▸ **DOCUMENTO**
»»

Pippo Tadolini Ravenna

Due domande sul Pd

Caro Manifesto, mi piacciono gli ultimi due articoli di Norma Rangeri, e vorrei dire qualcosa che però non quadra, e che non ha quadrato in questi anni provocando ed accumulando sconfitte su sconfitte. Norma scrive che bisogna costruire a sinistra del Pd una forza di sinistra (scusate il bisticcio) capace di ecc, ecc… Ecco, io credo che occorra dire fin da subito che il Pd non è una forza di sinistra, nè riformista, tanto meno altro. Se non si è d’accordo su questo non ci può essere prospettiva comune perché si hanno idee confuse e diverse su cosa è sinistra, e diventa tutto un imbroglio fin dall’inizio. Iniziamo a farci delle domande: la sinistra vuole le guerre? Il Pd le ha fatte e votate tutte, prima ancora di Renzi ed insieme ad altre «sinistre» (tanto per dirne una). La sinistra è razzista? il Pd lo è, ha voluto l’orrore più disumano (la Turco-Napolitano), che ora chiamano Cie, e poi tutti i disastri (che peraltro loro rivendicano, ma si fa finta di nulla) sulle leggi sul lavoro. La sinistra vuole le privatizzazioni? Il Pd le vuole e alla grande. Il sostegno ad Israele è di sinistra? il PD lo cerca, lo nutre, lo sbandiera. Ecco, ha perfettamente ragione Norma quando scrive che per stare assieme occorra perdere un pezzetto della propria sovranità, ma se non ci sono dei minimi principi uguali come si fa a stare assieme? perchè gli altri dovrebbero dare fiducia se si è sostanzialmente uguali? Altra cosa che apprezzo di Norma è quando dice che a sinistra si ha bisogno di sincerità e franchezza. Appunto e allora abbiamo il coraggio e la franchezza che una sinistra vera la si può raggiungere se i politicanti che hanno girato attorno ad ogni poltrona in questi anni facciano un passo indietro. Io capisco che loro facciano fatica a farlo, ma dobbiamo pretenderlo noi, altrimenti nessuno crederà a nemmeno una sillaba detta o scritta, anche se le intenzioni son buone. A Milano, dove vivo, ci sono personaggi che sono dentro le istituzioni da decenni…. quando li vedo mi sembrano mummie che camminano..quale credibilità possono avere per una vera sinistra? Cambiare vuol dire cambiare. Mi piace quando Norma scrive che son necessarie sincerità e franchezza.
Francesco Giordano

La risposta di Norma Rangeri

Voglio innanzitutto ringraziare le lettrici e i lettori che stanno scrivendo al giornale per discutere come affrontare la situazione politica, come continuare il nostro comune cammino. Dimostrano che c’è voglia di confrontarsi, di trovare un punto di incontro.

««

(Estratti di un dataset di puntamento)
»»

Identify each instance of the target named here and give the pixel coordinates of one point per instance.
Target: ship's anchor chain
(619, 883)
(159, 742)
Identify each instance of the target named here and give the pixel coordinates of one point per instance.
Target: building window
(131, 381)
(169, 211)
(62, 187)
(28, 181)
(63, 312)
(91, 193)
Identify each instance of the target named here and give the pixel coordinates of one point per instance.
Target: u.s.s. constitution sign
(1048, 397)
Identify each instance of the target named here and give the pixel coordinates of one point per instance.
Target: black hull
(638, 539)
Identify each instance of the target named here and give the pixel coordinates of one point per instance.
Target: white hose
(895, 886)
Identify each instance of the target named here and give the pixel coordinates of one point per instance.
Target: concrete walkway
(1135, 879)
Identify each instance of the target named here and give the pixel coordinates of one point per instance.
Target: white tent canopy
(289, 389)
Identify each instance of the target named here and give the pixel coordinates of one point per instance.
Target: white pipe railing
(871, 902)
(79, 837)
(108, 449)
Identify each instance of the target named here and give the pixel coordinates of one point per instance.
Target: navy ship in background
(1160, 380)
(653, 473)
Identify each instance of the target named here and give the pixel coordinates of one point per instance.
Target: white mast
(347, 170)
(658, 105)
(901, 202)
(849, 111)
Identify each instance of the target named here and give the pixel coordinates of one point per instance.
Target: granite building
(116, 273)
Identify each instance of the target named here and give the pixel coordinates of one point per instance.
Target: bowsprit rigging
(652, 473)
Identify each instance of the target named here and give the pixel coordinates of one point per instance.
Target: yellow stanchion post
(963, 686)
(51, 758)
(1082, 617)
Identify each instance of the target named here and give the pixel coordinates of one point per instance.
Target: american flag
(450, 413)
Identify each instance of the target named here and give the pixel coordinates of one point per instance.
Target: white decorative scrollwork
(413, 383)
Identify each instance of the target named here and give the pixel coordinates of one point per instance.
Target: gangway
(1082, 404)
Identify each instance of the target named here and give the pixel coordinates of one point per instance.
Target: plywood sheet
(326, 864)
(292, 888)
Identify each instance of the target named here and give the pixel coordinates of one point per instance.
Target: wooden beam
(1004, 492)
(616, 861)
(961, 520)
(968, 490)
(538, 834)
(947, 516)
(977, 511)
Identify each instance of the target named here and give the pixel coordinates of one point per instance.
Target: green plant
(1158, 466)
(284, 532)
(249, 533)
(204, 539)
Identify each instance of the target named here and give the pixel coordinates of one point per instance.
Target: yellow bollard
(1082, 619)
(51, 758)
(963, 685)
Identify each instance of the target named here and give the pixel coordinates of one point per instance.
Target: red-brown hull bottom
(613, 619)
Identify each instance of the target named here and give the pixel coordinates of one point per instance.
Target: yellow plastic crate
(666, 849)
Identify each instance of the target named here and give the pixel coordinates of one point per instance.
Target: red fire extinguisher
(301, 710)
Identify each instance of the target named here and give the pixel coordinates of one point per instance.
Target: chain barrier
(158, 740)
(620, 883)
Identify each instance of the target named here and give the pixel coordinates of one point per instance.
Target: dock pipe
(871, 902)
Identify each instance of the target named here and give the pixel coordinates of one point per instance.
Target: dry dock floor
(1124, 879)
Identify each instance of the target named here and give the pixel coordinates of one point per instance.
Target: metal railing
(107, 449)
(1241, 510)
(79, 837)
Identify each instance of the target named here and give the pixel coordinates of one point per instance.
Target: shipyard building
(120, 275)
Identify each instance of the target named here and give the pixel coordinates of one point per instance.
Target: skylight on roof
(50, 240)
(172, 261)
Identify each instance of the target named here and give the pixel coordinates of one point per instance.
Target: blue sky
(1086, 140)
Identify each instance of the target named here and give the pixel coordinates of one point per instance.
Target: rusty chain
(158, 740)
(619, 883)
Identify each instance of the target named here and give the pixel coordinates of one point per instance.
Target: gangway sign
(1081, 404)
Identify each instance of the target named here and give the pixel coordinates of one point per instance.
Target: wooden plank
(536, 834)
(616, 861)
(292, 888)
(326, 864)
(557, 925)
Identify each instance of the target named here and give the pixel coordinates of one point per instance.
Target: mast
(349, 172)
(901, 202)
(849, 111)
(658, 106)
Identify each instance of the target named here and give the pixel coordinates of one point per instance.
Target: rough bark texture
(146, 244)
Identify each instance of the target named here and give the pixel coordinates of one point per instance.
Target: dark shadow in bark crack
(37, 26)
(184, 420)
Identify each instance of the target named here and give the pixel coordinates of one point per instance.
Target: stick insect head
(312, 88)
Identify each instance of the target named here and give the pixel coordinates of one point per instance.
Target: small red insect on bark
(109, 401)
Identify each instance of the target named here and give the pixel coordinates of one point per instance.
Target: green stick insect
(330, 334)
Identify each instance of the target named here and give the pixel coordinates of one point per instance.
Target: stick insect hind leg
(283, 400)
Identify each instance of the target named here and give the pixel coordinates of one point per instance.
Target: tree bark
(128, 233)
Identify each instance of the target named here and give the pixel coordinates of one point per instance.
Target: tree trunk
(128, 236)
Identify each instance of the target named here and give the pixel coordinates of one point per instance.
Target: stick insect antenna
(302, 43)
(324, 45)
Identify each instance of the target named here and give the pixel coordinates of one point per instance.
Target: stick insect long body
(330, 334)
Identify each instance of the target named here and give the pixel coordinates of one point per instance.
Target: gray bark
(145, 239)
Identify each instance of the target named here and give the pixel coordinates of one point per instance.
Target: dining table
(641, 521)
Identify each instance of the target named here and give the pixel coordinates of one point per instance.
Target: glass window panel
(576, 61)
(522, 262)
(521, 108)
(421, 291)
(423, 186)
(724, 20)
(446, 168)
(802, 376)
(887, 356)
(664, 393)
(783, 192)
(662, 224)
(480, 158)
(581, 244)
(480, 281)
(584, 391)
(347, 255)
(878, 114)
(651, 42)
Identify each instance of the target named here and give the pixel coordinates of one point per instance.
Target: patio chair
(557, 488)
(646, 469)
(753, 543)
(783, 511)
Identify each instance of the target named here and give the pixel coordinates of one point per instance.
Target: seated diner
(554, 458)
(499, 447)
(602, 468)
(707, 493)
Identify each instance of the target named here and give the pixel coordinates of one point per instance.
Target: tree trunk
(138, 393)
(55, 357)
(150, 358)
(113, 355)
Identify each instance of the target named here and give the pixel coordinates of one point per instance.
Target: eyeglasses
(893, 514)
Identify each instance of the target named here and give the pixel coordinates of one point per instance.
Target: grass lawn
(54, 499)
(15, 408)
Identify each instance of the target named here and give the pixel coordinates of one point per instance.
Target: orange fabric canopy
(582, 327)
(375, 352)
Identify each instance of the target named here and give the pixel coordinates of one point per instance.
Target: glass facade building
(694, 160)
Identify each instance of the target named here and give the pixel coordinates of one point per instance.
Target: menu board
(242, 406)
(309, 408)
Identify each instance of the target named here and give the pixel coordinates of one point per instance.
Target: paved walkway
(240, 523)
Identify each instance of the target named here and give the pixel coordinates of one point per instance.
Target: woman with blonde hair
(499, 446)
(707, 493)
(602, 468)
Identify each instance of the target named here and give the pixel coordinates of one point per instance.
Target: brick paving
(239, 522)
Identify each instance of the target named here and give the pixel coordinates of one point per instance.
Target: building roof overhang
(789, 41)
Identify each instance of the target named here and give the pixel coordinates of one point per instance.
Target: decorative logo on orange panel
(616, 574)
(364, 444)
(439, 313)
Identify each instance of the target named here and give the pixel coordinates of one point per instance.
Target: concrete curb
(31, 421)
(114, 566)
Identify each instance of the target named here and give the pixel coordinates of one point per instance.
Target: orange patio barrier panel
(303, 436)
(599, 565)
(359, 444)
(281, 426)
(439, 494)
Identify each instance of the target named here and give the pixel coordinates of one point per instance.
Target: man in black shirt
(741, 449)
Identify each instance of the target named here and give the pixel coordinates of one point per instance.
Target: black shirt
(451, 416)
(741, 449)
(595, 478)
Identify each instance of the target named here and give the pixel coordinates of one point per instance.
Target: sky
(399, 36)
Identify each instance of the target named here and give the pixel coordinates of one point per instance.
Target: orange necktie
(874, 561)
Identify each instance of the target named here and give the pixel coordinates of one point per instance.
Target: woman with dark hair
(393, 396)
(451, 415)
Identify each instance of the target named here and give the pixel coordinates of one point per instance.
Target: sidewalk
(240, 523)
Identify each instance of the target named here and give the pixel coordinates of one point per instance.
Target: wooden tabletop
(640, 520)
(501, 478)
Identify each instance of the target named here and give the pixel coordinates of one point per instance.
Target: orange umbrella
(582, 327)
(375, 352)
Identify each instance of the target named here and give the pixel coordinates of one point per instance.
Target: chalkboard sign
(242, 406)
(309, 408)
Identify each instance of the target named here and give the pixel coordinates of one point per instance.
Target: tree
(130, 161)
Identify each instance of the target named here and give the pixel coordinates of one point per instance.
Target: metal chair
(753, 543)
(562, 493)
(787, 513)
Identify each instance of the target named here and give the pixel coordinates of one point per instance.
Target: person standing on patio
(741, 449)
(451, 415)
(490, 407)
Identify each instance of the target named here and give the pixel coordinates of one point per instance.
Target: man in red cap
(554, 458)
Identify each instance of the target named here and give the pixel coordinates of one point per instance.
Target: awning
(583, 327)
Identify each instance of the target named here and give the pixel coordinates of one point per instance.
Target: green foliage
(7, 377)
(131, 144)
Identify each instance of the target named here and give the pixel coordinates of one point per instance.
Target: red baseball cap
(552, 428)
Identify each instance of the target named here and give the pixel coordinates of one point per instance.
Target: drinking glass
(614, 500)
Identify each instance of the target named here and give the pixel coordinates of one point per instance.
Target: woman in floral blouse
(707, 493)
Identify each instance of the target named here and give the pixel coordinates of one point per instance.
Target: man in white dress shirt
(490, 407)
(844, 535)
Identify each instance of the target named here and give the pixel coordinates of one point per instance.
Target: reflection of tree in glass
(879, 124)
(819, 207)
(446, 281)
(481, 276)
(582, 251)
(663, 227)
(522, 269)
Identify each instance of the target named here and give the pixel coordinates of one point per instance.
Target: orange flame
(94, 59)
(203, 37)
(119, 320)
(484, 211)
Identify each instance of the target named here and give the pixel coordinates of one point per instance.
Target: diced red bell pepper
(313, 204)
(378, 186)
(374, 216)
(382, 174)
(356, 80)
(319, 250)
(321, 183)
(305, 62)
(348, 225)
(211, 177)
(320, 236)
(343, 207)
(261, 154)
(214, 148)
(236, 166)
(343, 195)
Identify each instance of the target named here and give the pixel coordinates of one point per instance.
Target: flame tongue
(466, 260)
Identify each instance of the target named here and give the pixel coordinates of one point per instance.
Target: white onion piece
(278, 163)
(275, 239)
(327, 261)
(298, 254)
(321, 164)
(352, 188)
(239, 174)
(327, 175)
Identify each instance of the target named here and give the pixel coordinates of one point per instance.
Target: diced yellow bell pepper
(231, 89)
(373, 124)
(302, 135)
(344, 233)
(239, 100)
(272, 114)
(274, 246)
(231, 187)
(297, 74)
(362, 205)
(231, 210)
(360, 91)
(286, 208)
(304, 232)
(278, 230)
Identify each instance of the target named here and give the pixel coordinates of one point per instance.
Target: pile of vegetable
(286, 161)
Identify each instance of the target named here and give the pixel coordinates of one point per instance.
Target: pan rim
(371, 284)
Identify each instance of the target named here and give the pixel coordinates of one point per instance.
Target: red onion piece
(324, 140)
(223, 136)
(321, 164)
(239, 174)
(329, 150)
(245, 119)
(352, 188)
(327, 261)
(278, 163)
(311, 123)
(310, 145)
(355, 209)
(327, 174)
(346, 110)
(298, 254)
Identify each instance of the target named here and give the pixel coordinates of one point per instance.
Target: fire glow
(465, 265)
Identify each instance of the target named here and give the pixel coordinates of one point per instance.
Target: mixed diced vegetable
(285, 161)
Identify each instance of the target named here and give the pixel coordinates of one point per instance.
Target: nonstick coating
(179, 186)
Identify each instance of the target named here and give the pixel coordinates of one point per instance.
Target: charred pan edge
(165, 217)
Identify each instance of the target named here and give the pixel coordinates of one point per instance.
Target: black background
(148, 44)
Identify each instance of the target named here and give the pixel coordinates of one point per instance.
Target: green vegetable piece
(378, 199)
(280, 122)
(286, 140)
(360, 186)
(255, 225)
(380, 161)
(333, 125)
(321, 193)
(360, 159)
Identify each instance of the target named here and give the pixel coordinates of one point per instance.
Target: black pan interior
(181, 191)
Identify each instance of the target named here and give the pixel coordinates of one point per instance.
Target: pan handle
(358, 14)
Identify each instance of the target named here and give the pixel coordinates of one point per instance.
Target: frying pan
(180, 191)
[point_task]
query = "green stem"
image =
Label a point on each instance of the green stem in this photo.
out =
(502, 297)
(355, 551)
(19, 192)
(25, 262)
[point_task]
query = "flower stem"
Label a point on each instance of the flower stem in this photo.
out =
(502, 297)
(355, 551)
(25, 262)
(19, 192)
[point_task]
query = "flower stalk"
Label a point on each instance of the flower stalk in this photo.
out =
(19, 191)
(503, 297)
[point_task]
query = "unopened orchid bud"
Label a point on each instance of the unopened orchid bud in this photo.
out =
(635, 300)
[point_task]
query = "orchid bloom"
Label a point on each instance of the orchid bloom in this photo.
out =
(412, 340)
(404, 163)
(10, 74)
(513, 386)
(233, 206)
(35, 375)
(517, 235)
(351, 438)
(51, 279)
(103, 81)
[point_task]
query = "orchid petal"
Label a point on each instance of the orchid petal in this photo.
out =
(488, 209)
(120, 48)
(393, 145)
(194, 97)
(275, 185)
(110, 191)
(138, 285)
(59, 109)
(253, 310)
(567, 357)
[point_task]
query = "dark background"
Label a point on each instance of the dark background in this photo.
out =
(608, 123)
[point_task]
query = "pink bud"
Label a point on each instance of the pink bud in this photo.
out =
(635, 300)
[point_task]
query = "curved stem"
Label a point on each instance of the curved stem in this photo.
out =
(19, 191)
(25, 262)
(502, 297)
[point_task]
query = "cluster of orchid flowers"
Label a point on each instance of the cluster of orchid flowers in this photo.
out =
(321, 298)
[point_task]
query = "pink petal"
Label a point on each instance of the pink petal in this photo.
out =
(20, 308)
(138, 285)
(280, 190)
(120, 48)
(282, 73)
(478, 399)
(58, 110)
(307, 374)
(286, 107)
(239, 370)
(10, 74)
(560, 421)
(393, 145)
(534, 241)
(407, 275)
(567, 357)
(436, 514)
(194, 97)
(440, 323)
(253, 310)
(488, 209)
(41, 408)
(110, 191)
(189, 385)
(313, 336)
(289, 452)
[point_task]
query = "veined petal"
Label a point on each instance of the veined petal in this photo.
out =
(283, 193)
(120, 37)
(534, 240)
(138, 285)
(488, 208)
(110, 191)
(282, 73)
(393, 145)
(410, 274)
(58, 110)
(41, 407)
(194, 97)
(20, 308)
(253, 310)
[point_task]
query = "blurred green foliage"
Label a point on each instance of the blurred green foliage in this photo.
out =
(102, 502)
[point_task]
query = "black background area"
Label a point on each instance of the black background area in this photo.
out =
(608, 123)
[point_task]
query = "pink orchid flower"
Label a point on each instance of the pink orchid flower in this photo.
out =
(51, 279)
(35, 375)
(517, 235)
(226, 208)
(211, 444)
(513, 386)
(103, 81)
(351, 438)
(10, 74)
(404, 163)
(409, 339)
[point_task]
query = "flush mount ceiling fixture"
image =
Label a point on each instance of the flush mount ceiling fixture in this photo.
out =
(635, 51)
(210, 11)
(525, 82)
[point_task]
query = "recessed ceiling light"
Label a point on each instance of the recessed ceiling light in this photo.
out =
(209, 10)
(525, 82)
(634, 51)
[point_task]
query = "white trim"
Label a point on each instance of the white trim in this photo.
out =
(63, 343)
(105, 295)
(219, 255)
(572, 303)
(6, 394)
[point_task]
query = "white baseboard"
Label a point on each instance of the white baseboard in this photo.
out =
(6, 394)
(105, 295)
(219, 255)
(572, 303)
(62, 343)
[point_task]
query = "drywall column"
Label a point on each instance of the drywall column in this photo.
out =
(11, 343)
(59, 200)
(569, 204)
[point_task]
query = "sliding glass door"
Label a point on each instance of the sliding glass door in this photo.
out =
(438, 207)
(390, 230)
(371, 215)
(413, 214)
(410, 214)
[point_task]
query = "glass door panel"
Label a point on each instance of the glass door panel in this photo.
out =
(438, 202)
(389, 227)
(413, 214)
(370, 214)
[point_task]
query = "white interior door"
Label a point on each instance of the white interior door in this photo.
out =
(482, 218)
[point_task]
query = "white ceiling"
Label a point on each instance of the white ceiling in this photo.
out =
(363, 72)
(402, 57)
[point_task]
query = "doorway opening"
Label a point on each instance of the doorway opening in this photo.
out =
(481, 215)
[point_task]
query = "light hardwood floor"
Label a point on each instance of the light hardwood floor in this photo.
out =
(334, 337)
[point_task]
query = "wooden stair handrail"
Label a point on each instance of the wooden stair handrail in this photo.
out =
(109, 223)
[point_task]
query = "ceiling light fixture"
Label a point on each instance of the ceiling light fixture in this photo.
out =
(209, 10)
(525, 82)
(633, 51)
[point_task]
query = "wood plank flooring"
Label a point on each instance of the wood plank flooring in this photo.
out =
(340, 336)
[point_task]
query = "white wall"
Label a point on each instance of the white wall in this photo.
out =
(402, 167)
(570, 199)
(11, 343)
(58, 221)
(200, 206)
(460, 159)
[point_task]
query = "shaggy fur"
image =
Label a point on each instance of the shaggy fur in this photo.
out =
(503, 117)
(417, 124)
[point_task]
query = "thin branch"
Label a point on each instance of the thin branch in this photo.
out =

««

▸ **ESERCIZI**
1 – Rispondi a queste domande sul documento:
(a) Come viene chiamato ora l'orrore voluto con la Turco-Napolitano?
(b) Secondo quanto scrive Norma, cosa bisogna perdere per stare assieme?
(c) Chi ringrazia per prime Norma Rangeri nella sua risposta?
2 – Indica se ognuna di queste affermazioni concorda con il documento, citando le parole che lo decidono:
(a) Il Pd è descritto come una forza riformista.
(b) Il Pd vuole le privatizzazioni.
(c) Nella risposta si dice che chi scrive al giornale mostra voglia di confrontarsi.
I dati non hanno nessun legame con il documento.

▸ **SOLUZIONI**
1 –
(a) Cie.
(b) Un pezzetto della propria sovranità.
(c) Le lettrici e i lettori che stanno scrivendo al giornale per discutere come affrontare la situazione politica.

2 –
(a) No: "il Pd non è una forza di sinistra, nè riformista, tanto meno altro."
(b) Sì: "Il Pd le vuole e alla grande."
(c) Sì: "Dimostrano che c’è voglia di confrontarsi, di trovare un punto di incontro."